START Data section

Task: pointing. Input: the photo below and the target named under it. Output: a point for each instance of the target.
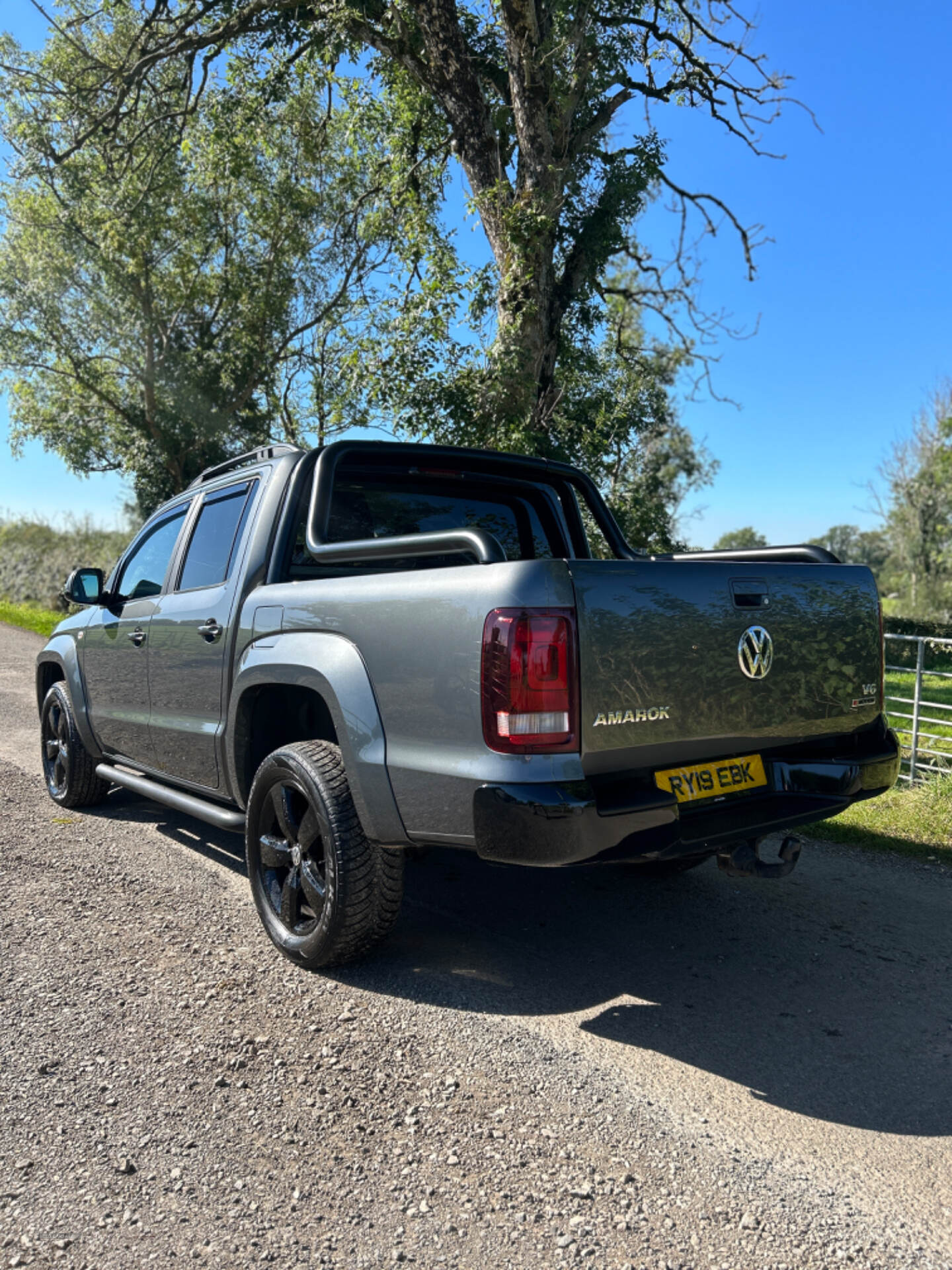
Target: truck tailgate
(662, 676)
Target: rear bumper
(627, 821)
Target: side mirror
(84, 587)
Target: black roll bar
(485, 546)
(479, 542)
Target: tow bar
(742, 860)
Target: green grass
(914, 822)
(918, 821)
(932, 736)
(31, 618)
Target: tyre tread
(370, 878)
(83, 788)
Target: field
(914, 822)
(32, 618)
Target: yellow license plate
(707, 780)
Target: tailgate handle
(750, 592)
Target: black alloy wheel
(324, 892)
(69, 769)
(292, 857)
(56, 748)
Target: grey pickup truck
(354, 652)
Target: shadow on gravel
(826, 994)
(823, 994)
(205, 840)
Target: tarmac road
(758, 1057)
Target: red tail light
(530, 681)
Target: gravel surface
(539, 1068)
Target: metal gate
(923, 752)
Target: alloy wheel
(56, 748)
(294, 837)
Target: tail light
(530, 681)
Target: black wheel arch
(321, 691)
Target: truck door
(190, 639)
(116, 643)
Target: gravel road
(539, 1068)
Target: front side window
(216, 538)
(143, 572)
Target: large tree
(168, 304)
(546, 103)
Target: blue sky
(853, 296)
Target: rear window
(524, 525)
(215, 538)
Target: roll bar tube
(485, 546)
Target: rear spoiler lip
(804, 554)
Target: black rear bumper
(626, 820)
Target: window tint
(143, 573)
(215, 538)
(365, 509)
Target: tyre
(324, 892)
(69, 769)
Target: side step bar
(212, 813)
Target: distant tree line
(225, 222)
(910, 553)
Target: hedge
(938, 657)
(36, 559)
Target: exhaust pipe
(743, 860)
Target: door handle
(210, 630)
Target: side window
(143, 572)
(216, 538)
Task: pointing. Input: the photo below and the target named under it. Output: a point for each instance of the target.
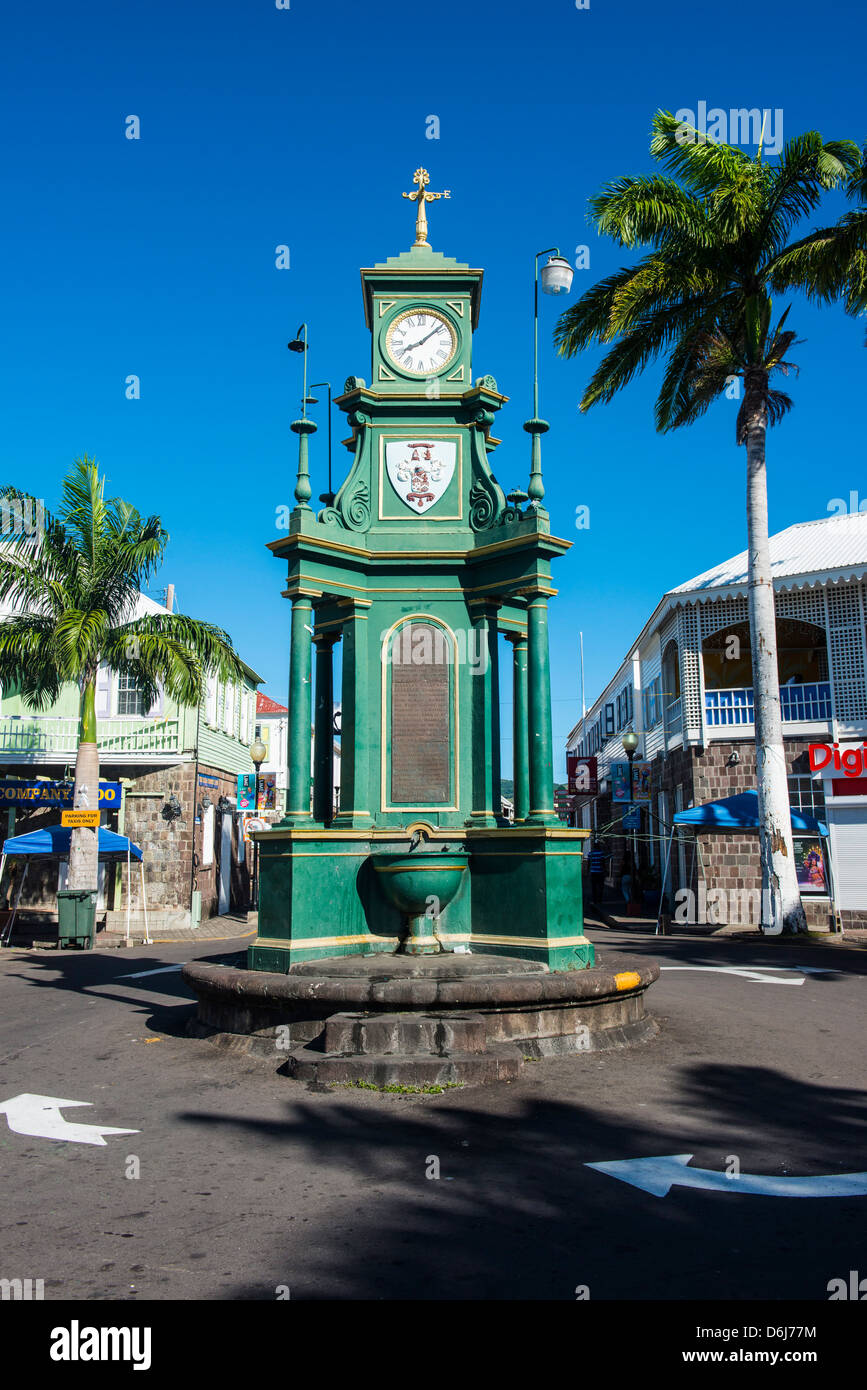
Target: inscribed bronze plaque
(420, 716)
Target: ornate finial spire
(420, 198)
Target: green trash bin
(75, 916)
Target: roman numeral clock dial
(421, 342)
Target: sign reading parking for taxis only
(79, 818)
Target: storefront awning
(53, 841)
(742, 813)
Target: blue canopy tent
(741, 812)
(738, 812)
(53, 843)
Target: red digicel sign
(852, 761)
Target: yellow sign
(79, 818)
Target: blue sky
(261, 127)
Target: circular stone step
(389, 1019)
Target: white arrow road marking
(139, 975)
(39, 1115)
(660, 1175)
(756, 976)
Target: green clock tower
(417, 569)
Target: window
(129, 697)
(807, 795)
(653, 710)
(207, 837)
(624, 708)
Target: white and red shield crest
(420, 470)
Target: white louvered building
(685, 688)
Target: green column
(481, 670)
(300, 709)
(538, 708)
(323, 731)
(520, 741)
(303, 489)
(359, 720)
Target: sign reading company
(79, 818)
(420, 470)
(53, 794)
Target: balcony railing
(798, 704)
(42, 736)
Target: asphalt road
(250, 1183)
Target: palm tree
(831, 263)
(74, 587)
(719, 225)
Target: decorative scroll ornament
(356, 506)
(420, 470)
(482, 505)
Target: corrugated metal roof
(264, 705)
(807, 549)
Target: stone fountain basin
(424, 1020)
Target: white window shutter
(103, 692)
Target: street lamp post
(302, 428)
(556, 280)
(257, 752)
(327, 498)
(630, 742)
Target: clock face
(421, 342)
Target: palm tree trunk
(781, 905)
(84, 847)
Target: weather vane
(420, 198)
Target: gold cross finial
(420, 198)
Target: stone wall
(171, 848)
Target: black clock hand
(423, 339)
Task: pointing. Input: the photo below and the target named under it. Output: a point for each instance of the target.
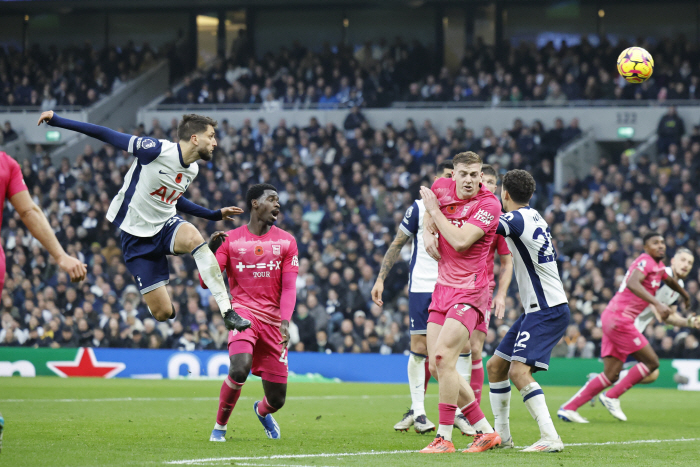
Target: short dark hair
(487, 169)
(255, 192)
(520, 185)
(467, 158)
(193, 124)
(649, 236)
(447, 165)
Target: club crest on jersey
(484, 217)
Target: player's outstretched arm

END Data section

What this task involves =>
Render every line of the entries above as a JSON list of strings, one string per line, skipping blank lines and leaving out the pictures.

Exercise response =>
[
  "Task: pointing. Input: the photo below and the target named under it. Output: a point for each instance of the target.",
  "Target: truck tailgate",
  "(662, 676)",
  "Target: rear bumper",
  "(627, 821)",
  "Target: side mirror",
  "(84, 587)",
  "Target: black roll bar",
  "(485, 546)",
  "(479, 542)",
  "Target: tow bar",
  "(742, 860)",
  "Target: green grass",
  "(914, 822)",
  "(918, 821)",
  "(932, 736)",
  "(31, 618)",
  "Target: tyre tread",
  "(370, 878)",
  "(83, 788)",
  "Target: field",
  "(914, 822)",
  "(32, 618)",
  "Target: yellow license plate",
  "(707, 780)",
  "Target: tailgate handle",
  "(750, 592)",
  "Target: black alloy wheel",
  "(324, 892)",
  "(69, 769)",
  "(292, 857)",
  "(56, 748)",
  "Target: grey pickup truck",
  "(354, 652)",
  "Target: shadow on gravel",
  "(826, 994)",
  "(823, 994)",
  "(205, 840)",
  "Target: tarmac road",
  "(758, 1057)",
  "Target: red tail light",
  "(530, 681)",
  "Target: gravel surface",
  "(539, 1068)",
  "Target: metal gate",
  "(923, 752)",
  "Target: alloy wheel",
  "(56, 748)",
  "(294, 837)",
  "Target: tail light",
  "(530, 681)",
  "Target: black wheel arch",
  "(321, 691)",
  "Target: truck door",
  "(190, 639)",
  "(116, 643)",
  "Target: gravel road",
  "(539, 1068)",
  "Target: front side window",
  "(216, 538)",
  "(143, 572)",
  "Target: large tree",
  "(168, 304)",
  "(546, 103)",
  "Target: blue sky",
  "(853, 296)",
  "Target: rear window",
  "(524, 525)",
  "(215, 538)",
  "Target: roll bar tube",
  "(485, 546)",
  "Target: rear spoiler lip",
  "(804, 554)",
  "Target: black rear bumper",
  "(626, 820)",
  "Target: window tint",
  "(143, 573)",
  "(215, 538)",
  "(365, 509)",
  "Target: tyre",
  "(324, 892)",
  "(69, 769)",
  "Target: side step bar",
  "(212, 813)",
  "Target: distant tree line",
  "(225, 222)",
  "(910, 553)",
  "Target: hedge",
  "(938, 657)",
  "(36, 559)",
  "Target: exhaust pipe",
  "(743, 860)",
  "Target: door handle",
  "(210, 630)",
  "Target: side window",
  "(143, 572)",
  "(216, 538)",
  "Task: pointing. Input: the photo below and the target named under it. Output: a point for each instance of the target.",
  "Target: inscribed bronze plaque",
  "(420, 716)",
  "Target: ornate finial spire",
  "(420, 198)",
  "Target: green trash bin",
  "(75, 916)",
  "Target: roman numeral clock dial",
  "(421, 342)",
  "Target: sign reading parking for taxis only",
  "(79, 818)",
  "Target: storefront awning",
  "(53, 841)",
  "(742, 813)",
  "Target: blue canopy tent",
  "(741, 812)",
  "(738, 812)",
  "(53, 843)",
  "Target: red digicel sign",
  "(852, 761)",
  "Target: yellow sign",
  "(79, 818)",
  "Target: blue sky",
  "(261, 127)",
  "Target: circular stone step",
  "(389, 1019)",
  "Target: white arrow road marking",
  "(139, 975)",
  "(39, 1115)",
  "(660, 1175)",
  "(756, 976)",
  "Target: green clock tower",
  "(417, 569)",
  "Target: window",
  "(129, 697)",
  "(807, 795)",
  "(653, 710)",
  "(207, 837)",
  "(624, 708)",
  "Target: white and red shield crest",
  "(420, 470)",
  "Target: white louvered building",
  "(685, 688)",
  "Target: green column",
  "(481, 670)",
  "(300, 709)",
  "(538, 708)",
  "(323, 731)",
  "(520, 741)",
  "(303, 489)",
  "(359, 720)",
  "Target: sign reading company",
  "(79, 818)",
  "(420, 470)",
  "(53, 794)",
  "Target: balcony railing",
  "(798, 704)",
  "(42, 736)",
  "Target: asphalt road",
  "(250, 1183)",
  "Target: palm tree",
  "(831, 263)",
  "(74, 587)",
  "(719, 225)",
  "Target: decorative scroll ornament",
  "(356, 506)",
  "(420, 470)",
  "(482, 505)",
  "Target: corrugated metal roof",
  "(264, 705)",
  "(807, 549)",
  "Target: stone fountain basin",
  "(424, 1020)",
  "Target: white window shutter",
  "(103, 692)",
  "Target: street lamp post",
  "(302, 428)",
  "(556, 280)",
  "(257, 752)",
  "(327, 498)",
  "(630, 742)",
  "Target: clock face",
  "(421, 342)",
  "Target: palm tree trunk",
  "(781, 905)",
  "(84, 847)",
  "Target: weather vane",
  "(420, 198)",
  "Target: gold cross finial",
  "(420, 198)",
  "Target: stone wall",
  "(171, 848)",
  "Target: black clock hand",
  "(423, 339)",
  "Task: pointing. Input: the photo below and the target named under it. Output: a point for each instance of the target.",
  "Target: short dark hair",
  "(487, 169)",
  "(255, 192)",
  "(520, 185)",
  "(467, 158)",
  "(193, 124)",
  "(649, 236)",
  "(447, 165)",
  "Target: club crest on jersey",
  "(484, 217)",
  "Target: player's outstretched arm"
]